PROMPT A >> From the records below, print the stretch from the line containing "Annotation task: tag one point per instance of the black glove" through the line containing "(1233, 471)", both ends included, reproducing each line verbatim but omitting the pictures.

--- Start READING TEXT ---

TL;DR Deepstream is really good!

When I first found Deepstream and scimmed through the docs, I instantly
noticed how thoroughly planned and well-thought it was. The features
Deepstream offers ended up making us able to drop REST HTTP completely.
Normally when you build a back-end, you have all your application logic in one
place (authentication, CRUD API, sending emails, etc) but the way RPC's and
Providers in Deepstream are implemented, you want and can easily write your
back-end as microservices. For example, you build a client that recieves RPC
calls for hashing passwords, and if that client starts getting under heavy
load, you can instantly spin up another instance of that client and connect to
the Deepstream server, register for the RPC and Deepstream server will then
distribute the RPC requests evenly among the two instances. Normally when you
scale, you scale the entire back-end. Deepstream allow you to scale parts of
your back-end really easily (e.g the part that sends emails, the part that
hashes passwords or the part that crops & scales images). This allows for some
really efficient fine-tuning of your back-end.

Another awesome feature is Providers. Providers can do a lot of things, for
example transform a standard third-party HTTP REST API (e.g Facebook) into an
integrated record list in Deepstream that is synchronized in real-time.
Another example is writing an efficient real-time provider that integrates
with literally anything - filesystem, databases, logs, hardware utilization,
nginx requests, third-party API:s, w/e. The capabilities of Providers are
endless.

Deepstream is _insanely fast_ \- I've worked with Meteor & other real-time
solutions before and Deepstream simply outperforms them by a long shot. This
is mainly thanks to the Cache Connectors that are available, for example the
Redis Cache Connector. Writing Storage- or Cache Connectors is really simple
and straight-forward and seamlessly integrates with any kind of storage you
want. Heck you can even write a Storage Connector that stores its data in
Firebase if you want to be really crazy (and idiotic). Or maybe in a GitHub
repository? These are just stupid examples to illustrate how extendable
Deepstream really is.

--- End READING TEXT ---
--- Start RECORDS SHOWN ---

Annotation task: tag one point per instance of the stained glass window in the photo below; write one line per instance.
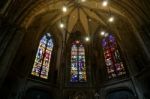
(78, 68)
(43, 57)
(113, 60)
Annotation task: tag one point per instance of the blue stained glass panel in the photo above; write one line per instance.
(113, 61)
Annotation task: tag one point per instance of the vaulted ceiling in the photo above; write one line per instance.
(87, 17)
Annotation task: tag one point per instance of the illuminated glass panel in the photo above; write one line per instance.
(43, 57)
(78, 68)
(113, 61)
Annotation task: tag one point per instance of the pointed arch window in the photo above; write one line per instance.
(43, 57)
(113, 60)
(78, 66)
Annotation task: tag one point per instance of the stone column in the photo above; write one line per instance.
(9, 46)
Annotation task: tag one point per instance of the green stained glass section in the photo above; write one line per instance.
(43, 57)
(113, 60)
(78, 68)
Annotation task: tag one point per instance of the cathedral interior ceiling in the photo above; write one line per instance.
(87, 17)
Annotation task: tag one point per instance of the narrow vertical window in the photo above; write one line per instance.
(78, 67)
(113, 60)
(43, 57)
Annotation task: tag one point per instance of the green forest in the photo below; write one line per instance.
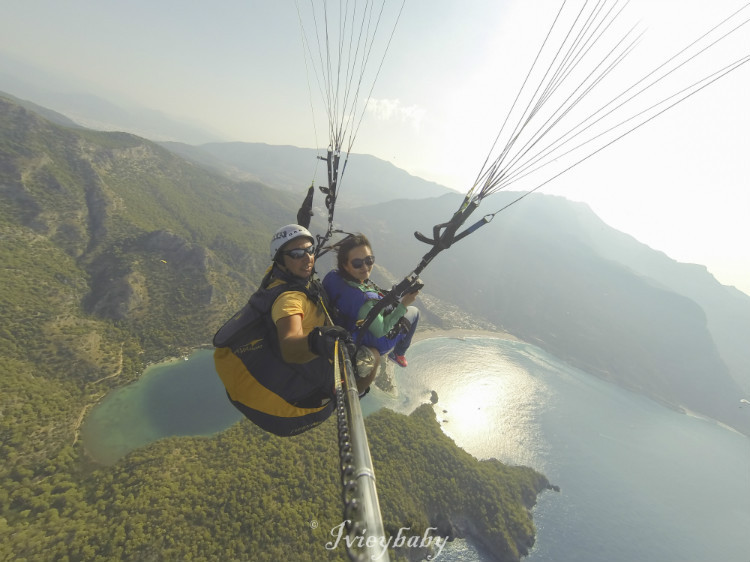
(248, 495)
(116, 254)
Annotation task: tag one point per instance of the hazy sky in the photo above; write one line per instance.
(678, 184)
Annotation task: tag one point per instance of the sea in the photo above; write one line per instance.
(638, 481)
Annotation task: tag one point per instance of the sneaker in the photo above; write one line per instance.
(400, 359)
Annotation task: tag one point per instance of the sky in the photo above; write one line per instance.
(239, 68)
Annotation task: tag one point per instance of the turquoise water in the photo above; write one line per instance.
(176, 398)
(639, 482)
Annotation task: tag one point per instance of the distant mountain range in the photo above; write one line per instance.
(165, 247)
(60, 94)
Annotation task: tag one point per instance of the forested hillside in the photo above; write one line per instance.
(116, 253)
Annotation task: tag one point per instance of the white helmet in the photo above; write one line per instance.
(286, 234)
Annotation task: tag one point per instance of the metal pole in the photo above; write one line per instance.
(371, 535)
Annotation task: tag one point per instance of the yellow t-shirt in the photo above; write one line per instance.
(296, 302)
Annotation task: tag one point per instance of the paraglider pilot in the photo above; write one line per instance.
(274, 355)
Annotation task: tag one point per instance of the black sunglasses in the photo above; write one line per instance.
(299, 253)
(357, 263)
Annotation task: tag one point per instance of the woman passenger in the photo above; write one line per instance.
(353, 294)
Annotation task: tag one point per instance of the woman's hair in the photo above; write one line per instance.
(347, 245)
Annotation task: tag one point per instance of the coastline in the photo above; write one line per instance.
(461, 333)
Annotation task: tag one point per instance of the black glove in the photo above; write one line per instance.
(321, 341)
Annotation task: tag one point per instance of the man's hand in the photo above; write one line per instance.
(322, 340)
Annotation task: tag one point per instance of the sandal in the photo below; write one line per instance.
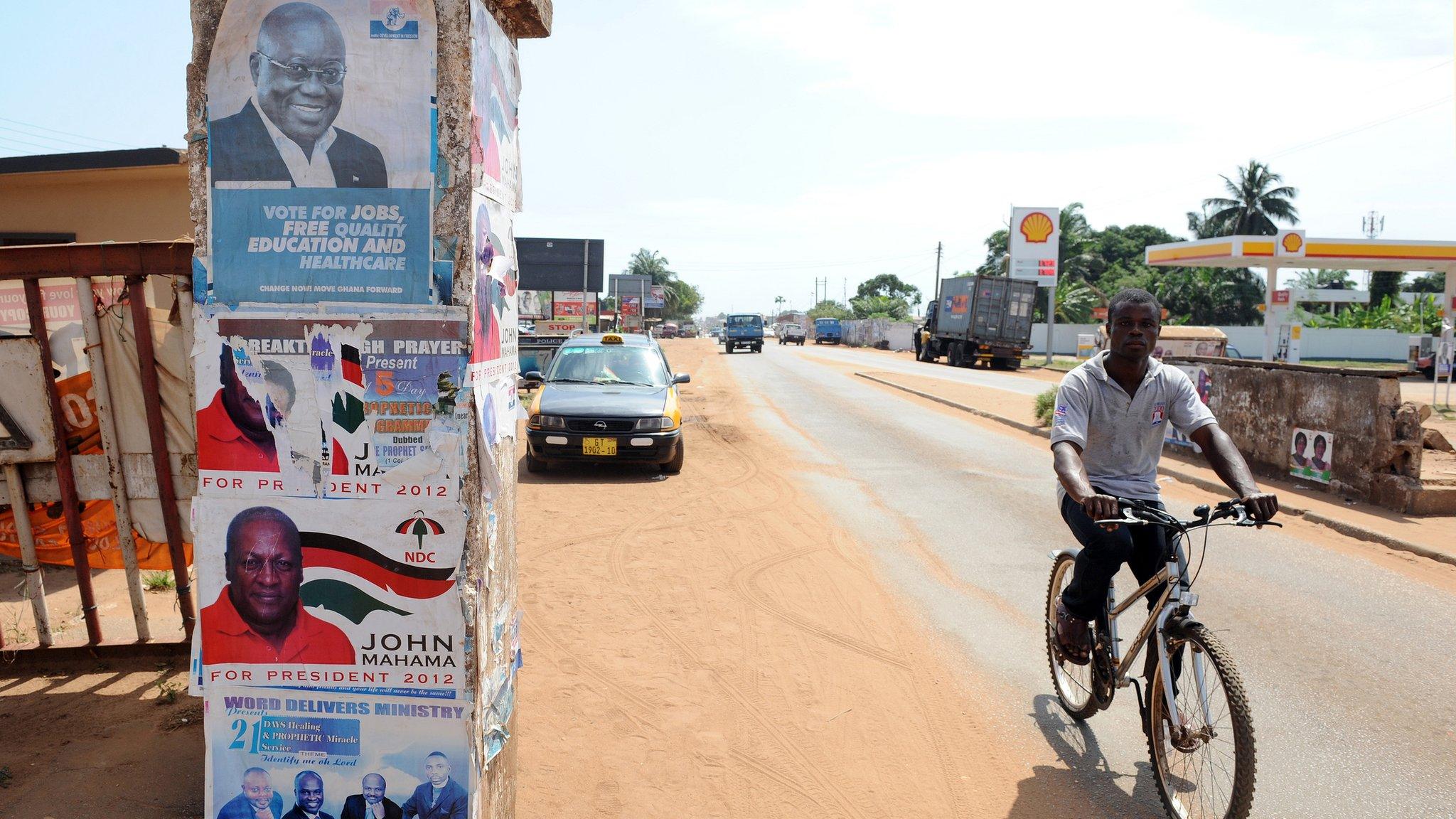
(1074, 638)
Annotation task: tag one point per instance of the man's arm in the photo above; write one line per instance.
(1074, 476)
(1233, 471)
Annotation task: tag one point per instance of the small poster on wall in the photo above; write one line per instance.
(1311, 455)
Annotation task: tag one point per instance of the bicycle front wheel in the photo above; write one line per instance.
(1204, 766)
(1072, 682)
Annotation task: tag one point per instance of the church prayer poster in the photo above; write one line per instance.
(331, 404)
(494, 323)
(331, 595)
(321, 149)
(336, 754)
(496, 149)
(1311, 455)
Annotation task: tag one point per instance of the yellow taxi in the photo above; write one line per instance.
(606, 397)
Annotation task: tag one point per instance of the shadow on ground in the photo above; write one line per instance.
(100, 738)
(1083, 781)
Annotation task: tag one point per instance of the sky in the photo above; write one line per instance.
(762, 144)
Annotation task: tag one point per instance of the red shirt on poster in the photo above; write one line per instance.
(220, 445)
(228, 638)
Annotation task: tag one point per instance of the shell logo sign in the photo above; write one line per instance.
(1289, 244)
(1037, 226)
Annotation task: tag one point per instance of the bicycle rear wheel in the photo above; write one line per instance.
(1204, 769)
(1071, 681)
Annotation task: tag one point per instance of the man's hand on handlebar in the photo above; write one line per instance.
(1103, 508)
(1261, 506)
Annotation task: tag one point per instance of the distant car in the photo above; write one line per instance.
(791, 334)
(604, 398)
(743, 331)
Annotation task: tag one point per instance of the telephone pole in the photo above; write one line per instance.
(935, 287)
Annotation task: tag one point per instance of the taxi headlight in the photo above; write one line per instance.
(655, 424)
(548, 423)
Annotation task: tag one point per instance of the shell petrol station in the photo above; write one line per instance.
(1293, 250)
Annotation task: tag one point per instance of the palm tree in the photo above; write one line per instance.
(1256, 200)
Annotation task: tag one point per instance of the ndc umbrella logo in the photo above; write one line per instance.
(419, 527)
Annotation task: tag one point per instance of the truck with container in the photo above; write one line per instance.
(828, 331)
(743, 331)
(979, 319)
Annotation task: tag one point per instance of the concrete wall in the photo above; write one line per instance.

--- End RECORDS SHOWN ---

PROMPT B >> Continue the text about Deepstream from its final sentence.

EXERCISE RESULT A >>
Annotation task: tag one point per instance of the black glove in the photo above; write one line per instance.
(321, 341)
Annotation task: tag one point per instance of the man's hand in the photo above; write one line per instance.
(322, 340)
Annotation task: tag one point per instance of the sandal in the photo below; write one line per instance.
(1074, 638)
Annotation task: tag one point per instance of the man's arm in the photo above; write one line per instance.
(1074, 476)
(1233, 471)

EXERCISE RESULT B >>
I've just scratched the surface of Deepstream, so I really suggest that you go
explore it yourself!

I see a lot of questions regarding how Deepstream differs from Socket.io,
SocketCluster, Meteor, etc. I'll go through each respectively a bit:

Socket.io is nothing more than a WebSocket server. Both Deepstream and
Socket.io uses Engine.io (can be configured in Deepstream) behind the scenes,
but comparing the two would is not really optimal as Deepstream is Socket.io
plus a ton of additional features and performance improvements. You can
technically re-build Deepstream by using Socket.io if you want.

Meteor is quite similar, but it has additional features (like being a full-
stack framework) and their implementation of real-time sync is really bad.
Meteor is by default locked-down to MongoDB and it's a pain to write support
for any other database as they've also locked you down to the fibers
coroutines and you need a client-side implementation of it as well for caching
purposes. The number of connected clients the two supports is massively in
Deepstream's favor, and Meteor doesn't even come close to being as
distributable as Deepstream is. Believe it or not, but I used to work with
Meteor until I found Deepstream.

SocketCluster and Deepstream are very similar, and unfortunately I haven't
tried SocketCluster apart from reading the docs but to me, Deepstream is more
developer friendly and straightforward and looks to have a better
implementation. Since SocketCluster is on the front-page of HN as well, just
looking at the live example they have on their website shows that it's not
able to keep up. The WebSocket connection is dropping a lot.

For those of you who use front-end frameworks like
Angular/Aurelia/React/Vue/etc you'll find it super simple to integrate
Deepstream's client directly into the bindings of the framework. For example
(Aurelia): `<input type="text" value.stream="pets.husky.favoriteToy">` would
setup three-way bi-directional databinding to `pets/husky` on the property
`favoriteToy`. (I'm currently in the process of doing exactly this for
Aurelia)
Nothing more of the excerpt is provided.